» Directions for this task: Please summarize the interview excerpt below in two sentences.

» Text segment:
Let’s talk a little bit about the kinds of technology platforms that the IGC uses. What kinds of genotyping or gene-expression tools are in the IGC’s arsenal?
Here’s how we’ve structured it: Being a member of the executive steering committee (comprising 10 undisclosed pharmaceutical companies) as a funding member … positions you to now help populate the scientific committee, the intellectual-property committee, and a patient-advocacy committee. The executive steering committee will see to the population of these sub-committees where we process and develop recommendations for the governing steering committee then to roll out its decisions. …
We will also have input from the host medical center, where we collect our tissue, we’ll have voices that will speak to us on the needs of the pharmaceutical industry. Some of them have strong interest in expression profiling database developed either on the same platform they’re using in-house, or they actually want to have a different platform.
We’re encountering a lot of interesting input into that decision-making process. We may end up using two platforms. So we’ll have a scientific-advisory sub-committee that will wrestle with those components. We’ll have a bioethics committee that makes sure that we managed out tissue-collection processing in ways that are compliant with regulations and ensure privacy while still giving the most value to the clinical annotation in the databases. …
There is also strong intent on the part of our members to collect not only the tumor tissue, but also to collect peripheral blood, serum samples, tissue adjacent to tumors, and that constellation of additional resources allows us to … develop very powerful collateral databases that will complement the expO.
We will have these resources in hand, and we are developing a management tool whereby we can get these tissues into other investigative programs … that would speak back to the initial database that we would create.
I think that the opportunity to use, for example, haplotype mapping or methylation technologies will give us fantastic insight into response predictors for therapy, or novel targets in unique population groups.
I really think we’re creating something very powerful here.

» Material provided:
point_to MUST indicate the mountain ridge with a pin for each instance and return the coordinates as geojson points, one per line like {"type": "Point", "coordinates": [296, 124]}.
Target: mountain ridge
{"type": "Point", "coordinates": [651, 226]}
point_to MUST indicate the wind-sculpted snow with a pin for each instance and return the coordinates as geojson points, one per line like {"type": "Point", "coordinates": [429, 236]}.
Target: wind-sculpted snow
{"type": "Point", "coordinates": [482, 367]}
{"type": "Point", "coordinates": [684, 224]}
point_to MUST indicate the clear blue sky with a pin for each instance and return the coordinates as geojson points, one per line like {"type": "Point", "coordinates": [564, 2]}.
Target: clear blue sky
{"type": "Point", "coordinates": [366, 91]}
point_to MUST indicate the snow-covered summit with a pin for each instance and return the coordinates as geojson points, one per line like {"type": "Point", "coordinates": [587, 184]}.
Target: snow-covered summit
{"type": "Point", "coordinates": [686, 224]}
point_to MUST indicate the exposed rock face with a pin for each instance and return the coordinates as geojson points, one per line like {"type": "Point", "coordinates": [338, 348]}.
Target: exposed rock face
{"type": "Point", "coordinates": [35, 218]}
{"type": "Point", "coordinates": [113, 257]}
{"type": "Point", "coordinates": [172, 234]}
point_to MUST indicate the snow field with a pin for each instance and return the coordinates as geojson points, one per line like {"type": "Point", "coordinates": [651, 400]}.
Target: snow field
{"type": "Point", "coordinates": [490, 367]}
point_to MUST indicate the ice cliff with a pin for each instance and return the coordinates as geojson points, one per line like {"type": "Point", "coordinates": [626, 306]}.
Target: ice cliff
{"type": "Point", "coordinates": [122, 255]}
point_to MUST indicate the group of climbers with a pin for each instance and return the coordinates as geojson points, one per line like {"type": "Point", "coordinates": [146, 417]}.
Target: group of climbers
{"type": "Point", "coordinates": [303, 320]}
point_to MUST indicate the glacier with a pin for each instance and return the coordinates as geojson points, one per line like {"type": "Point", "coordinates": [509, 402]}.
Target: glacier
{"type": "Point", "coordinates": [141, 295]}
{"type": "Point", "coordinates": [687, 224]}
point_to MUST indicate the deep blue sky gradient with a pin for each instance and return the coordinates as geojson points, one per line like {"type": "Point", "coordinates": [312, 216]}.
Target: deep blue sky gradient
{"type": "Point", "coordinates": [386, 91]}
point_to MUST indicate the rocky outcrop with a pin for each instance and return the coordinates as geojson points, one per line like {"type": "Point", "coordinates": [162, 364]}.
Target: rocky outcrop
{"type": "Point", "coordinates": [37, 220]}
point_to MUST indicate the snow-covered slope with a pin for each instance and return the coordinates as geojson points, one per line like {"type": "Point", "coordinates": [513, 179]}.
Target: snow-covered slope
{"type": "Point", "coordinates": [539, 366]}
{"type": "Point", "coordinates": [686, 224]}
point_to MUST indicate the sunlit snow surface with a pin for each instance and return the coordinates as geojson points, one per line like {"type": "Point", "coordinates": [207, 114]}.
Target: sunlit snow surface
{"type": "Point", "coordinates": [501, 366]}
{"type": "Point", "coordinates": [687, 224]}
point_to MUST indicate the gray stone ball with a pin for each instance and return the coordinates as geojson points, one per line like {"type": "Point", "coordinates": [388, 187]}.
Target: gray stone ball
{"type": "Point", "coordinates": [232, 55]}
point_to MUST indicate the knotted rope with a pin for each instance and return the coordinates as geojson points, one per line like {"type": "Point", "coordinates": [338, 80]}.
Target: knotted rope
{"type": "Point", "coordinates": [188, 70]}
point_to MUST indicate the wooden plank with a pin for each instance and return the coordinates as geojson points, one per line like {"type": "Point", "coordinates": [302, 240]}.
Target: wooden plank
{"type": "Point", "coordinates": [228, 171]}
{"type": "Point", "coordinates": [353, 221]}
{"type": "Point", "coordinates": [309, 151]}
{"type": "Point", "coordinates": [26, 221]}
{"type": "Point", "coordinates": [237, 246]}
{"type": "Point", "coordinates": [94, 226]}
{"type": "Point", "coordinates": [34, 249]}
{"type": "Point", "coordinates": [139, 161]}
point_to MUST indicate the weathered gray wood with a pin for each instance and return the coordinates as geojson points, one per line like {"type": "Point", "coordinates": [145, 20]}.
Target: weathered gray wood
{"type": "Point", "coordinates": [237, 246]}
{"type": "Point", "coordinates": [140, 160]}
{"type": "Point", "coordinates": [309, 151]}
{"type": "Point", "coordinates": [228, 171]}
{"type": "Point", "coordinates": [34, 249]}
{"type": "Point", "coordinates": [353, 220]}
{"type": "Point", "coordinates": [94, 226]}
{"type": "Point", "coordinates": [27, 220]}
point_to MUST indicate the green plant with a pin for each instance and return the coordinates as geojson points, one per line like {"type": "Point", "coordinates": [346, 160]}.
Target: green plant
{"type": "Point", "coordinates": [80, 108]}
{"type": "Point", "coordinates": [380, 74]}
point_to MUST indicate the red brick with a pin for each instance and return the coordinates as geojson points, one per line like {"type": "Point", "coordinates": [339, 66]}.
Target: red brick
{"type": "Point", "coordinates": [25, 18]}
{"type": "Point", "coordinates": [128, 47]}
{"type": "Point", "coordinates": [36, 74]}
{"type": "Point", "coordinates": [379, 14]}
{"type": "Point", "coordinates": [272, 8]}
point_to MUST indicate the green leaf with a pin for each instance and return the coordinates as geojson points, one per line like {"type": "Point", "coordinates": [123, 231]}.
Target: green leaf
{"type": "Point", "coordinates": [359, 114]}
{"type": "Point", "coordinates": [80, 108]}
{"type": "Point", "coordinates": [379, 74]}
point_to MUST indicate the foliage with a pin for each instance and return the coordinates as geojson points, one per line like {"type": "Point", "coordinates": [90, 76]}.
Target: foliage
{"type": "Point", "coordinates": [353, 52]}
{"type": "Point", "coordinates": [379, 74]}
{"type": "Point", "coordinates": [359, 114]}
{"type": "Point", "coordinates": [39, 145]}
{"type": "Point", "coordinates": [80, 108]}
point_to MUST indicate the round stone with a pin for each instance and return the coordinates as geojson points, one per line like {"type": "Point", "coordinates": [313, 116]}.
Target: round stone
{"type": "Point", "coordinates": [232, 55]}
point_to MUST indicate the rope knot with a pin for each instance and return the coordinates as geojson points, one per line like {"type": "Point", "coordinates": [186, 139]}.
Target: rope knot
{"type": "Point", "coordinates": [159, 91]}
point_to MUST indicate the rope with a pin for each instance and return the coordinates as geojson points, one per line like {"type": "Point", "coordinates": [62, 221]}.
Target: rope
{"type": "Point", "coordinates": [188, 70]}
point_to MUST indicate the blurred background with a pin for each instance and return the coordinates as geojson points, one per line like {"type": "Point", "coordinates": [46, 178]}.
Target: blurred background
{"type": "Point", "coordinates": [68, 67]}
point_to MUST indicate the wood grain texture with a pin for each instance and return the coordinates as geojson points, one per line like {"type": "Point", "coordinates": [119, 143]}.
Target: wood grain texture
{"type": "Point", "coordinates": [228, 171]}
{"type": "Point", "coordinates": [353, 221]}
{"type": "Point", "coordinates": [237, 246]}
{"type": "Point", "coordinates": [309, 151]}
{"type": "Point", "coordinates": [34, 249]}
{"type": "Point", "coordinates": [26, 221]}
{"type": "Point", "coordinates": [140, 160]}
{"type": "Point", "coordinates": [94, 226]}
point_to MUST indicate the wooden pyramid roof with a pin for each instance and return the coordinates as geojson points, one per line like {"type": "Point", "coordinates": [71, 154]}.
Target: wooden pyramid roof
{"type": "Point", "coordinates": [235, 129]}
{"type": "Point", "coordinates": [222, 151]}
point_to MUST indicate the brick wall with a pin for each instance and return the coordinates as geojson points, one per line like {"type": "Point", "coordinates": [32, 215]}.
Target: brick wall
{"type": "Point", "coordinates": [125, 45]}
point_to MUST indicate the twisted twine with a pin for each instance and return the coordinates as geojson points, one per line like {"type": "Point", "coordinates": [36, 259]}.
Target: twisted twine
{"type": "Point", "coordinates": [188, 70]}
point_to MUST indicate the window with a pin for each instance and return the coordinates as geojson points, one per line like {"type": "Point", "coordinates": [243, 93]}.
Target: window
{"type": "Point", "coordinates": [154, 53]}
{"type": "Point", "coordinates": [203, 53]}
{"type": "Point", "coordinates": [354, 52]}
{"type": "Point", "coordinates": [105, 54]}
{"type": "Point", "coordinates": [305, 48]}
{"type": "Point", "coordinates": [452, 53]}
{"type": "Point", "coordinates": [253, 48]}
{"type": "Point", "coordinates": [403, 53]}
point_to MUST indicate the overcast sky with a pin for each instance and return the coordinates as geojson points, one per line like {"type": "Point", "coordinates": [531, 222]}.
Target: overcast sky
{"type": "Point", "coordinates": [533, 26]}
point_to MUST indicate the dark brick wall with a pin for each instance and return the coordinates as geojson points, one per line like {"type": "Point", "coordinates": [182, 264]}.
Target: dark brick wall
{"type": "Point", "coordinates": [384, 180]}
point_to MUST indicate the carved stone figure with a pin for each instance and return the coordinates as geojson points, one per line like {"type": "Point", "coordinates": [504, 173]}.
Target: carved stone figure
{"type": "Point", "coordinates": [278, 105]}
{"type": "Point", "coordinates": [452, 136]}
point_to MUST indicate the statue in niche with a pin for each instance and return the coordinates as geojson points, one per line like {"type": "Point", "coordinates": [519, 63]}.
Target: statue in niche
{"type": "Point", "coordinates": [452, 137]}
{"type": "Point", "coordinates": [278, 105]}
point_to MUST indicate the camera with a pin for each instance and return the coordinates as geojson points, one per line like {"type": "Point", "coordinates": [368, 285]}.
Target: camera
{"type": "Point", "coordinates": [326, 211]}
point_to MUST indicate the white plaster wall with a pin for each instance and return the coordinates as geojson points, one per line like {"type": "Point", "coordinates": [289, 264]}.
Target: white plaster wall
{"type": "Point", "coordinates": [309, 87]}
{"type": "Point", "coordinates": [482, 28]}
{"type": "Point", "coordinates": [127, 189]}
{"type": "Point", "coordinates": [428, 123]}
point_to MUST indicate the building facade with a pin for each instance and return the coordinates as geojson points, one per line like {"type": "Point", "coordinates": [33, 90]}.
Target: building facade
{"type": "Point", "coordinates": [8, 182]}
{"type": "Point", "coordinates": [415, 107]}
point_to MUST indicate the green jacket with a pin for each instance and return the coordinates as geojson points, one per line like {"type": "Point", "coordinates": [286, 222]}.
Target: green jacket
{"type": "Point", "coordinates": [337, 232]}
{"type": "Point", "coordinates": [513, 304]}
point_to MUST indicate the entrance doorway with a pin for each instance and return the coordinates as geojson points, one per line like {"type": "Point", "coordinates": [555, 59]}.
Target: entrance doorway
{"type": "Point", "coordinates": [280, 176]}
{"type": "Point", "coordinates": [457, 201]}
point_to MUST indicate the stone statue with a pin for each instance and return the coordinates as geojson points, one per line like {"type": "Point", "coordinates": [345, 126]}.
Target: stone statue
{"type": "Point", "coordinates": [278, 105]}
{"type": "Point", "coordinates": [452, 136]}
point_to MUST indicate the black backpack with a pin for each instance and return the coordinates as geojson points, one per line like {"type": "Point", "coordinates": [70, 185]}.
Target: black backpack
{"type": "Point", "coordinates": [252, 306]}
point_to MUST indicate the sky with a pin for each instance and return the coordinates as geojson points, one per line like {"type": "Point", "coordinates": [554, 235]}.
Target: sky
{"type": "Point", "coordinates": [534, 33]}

» Response to this exercise: The IGC is structured around an executive steering committee of 10 undisclosed pharmaceutical companies that populates scientific, intellectual-property, patient-advocacy and bioethics sub-committees, and the choice of expression-profiling platform is still under discussion, possibly ending in two platforms. Besides tumor tissue, members intend to collect peripheral blood, serum samples and tissue adjacent to tumors to build collateral databases that complement the expO, and the speaker expects technologies such as haplotype mapping or methylation to give insight into response predictors for therapy or novel targets in unique population groups.